+++ Given entries

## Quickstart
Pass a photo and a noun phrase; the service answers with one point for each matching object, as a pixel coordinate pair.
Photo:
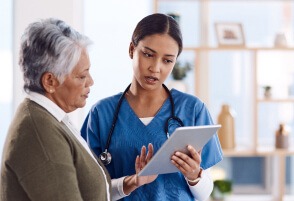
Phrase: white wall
(108, 23)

++++++

Arrange the listing above as a JSON list of strings, one string for each line, with blank lines and the picture left out.

[
  "## Quickstart",
  "Pass a photo and a noun phrase; the service answers with one point for each matching object, as a pixel coordinate pair.",
  "Photo:",
  "Phrase: white wall",
  "(108, 23)"
]